> **Exercise directions**: List every line of the entries below that contains the string "walnut", copying each such line in full.

> **Extracted records**:
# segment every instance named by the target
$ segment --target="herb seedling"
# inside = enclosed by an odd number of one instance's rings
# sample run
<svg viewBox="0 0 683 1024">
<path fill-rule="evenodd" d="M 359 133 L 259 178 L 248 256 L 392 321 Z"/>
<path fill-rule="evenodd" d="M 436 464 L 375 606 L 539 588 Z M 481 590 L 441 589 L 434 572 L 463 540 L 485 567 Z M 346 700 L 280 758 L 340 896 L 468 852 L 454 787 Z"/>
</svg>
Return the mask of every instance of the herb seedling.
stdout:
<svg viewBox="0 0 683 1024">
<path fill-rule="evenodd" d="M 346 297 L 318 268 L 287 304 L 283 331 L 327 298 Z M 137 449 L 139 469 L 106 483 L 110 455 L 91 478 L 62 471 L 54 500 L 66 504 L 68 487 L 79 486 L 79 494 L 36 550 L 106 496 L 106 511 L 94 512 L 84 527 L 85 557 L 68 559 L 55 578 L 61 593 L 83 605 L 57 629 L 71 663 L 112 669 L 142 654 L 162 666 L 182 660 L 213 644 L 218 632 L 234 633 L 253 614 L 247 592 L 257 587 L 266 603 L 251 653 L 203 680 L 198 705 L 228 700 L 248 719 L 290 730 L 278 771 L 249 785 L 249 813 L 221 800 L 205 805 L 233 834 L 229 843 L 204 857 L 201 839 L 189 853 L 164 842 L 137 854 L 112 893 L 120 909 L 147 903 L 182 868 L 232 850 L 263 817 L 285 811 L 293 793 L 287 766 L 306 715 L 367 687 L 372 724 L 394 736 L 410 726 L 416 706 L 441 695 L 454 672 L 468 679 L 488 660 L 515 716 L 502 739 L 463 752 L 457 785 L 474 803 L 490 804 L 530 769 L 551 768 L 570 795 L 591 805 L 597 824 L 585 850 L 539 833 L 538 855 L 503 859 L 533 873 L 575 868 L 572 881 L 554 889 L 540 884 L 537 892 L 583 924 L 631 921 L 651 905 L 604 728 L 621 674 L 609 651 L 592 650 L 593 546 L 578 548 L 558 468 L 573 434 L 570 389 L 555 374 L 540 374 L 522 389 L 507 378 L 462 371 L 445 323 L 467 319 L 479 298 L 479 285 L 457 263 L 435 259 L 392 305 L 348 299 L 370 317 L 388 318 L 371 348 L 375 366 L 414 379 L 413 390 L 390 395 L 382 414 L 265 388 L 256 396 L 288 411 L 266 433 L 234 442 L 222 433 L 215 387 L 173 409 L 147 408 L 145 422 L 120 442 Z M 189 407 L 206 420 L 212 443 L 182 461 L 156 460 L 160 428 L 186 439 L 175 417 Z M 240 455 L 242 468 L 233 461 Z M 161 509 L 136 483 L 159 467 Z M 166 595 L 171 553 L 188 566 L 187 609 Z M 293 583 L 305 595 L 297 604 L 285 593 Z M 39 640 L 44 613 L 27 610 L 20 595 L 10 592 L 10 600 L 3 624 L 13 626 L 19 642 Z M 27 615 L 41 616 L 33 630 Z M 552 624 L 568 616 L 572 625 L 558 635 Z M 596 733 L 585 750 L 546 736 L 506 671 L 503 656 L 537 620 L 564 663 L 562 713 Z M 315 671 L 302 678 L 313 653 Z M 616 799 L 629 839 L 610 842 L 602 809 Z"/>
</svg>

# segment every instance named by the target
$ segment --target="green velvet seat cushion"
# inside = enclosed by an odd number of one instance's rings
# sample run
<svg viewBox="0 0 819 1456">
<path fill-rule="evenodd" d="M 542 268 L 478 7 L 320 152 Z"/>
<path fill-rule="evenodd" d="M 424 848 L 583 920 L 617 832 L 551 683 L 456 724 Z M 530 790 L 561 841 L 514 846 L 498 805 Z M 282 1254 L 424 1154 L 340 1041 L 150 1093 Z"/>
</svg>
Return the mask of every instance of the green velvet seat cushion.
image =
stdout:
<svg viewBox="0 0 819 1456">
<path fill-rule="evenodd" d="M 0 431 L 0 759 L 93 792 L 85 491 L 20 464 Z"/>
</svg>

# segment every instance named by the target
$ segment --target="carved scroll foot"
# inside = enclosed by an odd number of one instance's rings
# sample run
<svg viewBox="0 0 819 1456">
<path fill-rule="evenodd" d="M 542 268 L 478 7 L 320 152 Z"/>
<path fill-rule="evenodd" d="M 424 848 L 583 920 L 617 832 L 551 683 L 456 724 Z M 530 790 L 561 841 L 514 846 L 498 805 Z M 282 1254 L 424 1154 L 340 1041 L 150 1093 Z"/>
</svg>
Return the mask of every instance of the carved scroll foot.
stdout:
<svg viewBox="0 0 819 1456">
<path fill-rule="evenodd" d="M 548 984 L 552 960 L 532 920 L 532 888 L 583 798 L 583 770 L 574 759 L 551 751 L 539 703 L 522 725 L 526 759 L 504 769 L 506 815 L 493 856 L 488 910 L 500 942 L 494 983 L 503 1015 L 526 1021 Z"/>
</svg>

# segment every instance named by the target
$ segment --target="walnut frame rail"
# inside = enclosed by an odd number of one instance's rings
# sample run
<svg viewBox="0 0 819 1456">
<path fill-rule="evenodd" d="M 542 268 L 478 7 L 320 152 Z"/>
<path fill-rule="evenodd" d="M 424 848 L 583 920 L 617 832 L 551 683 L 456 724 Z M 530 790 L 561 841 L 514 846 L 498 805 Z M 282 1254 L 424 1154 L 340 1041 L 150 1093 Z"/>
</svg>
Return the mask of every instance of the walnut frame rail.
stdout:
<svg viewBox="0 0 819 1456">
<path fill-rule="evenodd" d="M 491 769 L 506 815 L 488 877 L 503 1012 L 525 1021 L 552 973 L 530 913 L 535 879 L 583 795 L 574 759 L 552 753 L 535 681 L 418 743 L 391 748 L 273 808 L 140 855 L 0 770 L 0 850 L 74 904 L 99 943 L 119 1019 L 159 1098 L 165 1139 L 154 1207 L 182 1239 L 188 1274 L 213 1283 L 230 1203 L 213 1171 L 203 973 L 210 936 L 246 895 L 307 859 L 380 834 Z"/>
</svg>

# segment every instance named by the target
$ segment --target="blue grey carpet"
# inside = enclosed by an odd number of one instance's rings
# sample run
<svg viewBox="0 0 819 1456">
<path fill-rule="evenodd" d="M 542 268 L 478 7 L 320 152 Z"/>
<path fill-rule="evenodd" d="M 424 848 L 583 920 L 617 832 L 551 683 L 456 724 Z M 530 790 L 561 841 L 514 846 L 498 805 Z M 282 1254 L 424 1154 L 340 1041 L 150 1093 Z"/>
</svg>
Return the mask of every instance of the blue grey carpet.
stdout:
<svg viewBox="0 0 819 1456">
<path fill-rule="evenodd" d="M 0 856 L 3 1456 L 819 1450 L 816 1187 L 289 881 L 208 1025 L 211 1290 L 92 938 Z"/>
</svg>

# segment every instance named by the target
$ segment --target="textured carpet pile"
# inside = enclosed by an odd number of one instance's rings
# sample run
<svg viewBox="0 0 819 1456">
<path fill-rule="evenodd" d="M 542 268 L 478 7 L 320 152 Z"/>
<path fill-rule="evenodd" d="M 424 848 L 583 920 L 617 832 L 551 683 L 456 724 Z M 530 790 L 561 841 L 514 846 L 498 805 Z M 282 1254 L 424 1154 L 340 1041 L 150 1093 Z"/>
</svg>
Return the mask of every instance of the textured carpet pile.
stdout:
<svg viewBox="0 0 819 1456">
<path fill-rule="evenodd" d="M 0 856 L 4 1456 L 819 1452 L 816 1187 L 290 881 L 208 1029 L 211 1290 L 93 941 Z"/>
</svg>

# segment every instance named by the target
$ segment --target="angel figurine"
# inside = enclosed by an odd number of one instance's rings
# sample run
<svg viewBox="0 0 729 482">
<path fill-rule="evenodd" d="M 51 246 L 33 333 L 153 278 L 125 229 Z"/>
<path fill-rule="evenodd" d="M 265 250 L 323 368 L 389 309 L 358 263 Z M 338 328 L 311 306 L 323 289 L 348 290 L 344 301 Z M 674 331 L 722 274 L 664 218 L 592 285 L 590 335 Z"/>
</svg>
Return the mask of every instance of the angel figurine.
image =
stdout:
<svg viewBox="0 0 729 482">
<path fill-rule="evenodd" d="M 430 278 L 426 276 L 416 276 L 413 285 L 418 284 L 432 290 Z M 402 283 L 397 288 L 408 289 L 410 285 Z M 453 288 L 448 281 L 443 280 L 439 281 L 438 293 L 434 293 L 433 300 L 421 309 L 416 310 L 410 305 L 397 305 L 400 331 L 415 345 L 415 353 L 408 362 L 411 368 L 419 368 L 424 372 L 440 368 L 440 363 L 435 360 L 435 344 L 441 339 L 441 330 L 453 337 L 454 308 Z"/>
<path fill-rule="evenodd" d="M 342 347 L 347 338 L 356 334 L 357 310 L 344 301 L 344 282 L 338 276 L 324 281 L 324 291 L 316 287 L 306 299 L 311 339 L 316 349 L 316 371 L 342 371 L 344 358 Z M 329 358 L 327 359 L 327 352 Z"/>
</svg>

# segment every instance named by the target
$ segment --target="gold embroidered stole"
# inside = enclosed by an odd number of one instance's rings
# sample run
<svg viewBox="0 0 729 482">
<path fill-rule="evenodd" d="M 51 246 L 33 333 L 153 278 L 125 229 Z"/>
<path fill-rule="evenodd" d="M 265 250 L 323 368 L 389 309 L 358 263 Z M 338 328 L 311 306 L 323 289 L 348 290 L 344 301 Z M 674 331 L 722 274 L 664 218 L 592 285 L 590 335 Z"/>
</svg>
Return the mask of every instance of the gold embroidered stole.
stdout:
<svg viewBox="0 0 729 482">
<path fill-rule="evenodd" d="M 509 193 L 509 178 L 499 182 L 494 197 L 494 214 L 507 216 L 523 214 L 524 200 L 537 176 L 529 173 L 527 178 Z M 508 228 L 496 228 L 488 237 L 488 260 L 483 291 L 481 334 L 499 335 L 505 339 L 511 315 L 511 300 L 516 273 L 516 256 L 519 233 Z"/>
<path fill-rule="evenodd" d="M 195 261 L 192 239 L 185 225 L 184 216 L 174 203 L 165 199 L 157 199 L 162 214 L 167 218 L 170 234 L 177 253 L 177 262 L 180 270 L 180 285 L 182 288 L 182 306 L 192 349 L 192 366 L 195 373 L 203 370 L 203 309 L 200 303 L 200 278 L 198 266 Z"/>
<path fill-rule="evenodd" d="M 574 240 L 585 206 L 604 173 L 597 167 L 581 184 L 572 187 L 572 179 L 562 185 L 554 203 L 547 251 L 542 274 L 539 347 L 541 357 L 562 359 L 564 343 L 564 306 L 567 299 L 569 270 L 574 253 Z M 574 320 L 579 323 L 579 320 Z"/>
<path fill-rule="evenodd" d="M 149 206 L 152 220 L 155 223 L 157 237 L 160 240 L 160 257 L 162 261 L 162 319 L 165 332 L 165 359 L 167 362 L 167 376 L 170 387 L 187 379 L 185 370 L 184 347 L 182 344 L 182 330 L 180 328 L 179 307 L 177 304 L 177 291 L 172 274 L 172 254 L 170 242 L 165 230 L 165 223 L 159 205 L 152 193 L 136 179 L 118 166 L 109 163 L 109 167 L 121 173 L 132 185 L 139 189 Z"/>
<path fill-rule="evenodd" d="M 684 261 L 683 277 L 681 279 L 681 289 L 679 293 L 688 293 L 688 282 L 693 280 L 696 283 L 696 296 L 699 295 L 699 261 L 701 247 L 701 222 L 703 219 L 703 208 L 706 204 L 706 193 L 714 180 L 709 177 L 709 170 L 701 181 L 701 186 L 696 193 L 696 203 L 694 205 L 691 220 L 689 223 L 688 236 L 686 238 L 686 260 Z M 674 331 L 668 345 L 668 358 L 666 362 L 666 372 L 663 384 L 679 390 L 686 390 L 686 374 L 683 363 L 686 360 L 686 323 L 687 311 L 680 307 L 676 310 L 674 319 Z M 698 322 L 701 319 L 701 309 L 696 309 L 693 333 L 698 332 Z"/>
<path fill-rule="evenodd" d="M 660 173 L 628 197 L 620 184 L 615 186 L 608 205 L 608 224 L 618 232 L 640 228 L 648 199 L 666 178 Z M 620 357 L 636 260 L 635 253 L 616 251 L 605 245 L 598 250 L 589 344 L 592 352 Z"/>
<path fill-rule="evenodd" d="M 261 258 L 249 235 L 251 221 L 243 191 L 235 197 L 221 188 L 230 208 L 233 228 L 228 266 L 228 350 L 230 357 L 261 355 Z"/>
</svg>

> **Solution below**:
$ segment --target="walnut frame rail"
Return the mask of every instance of the walnut frame rail.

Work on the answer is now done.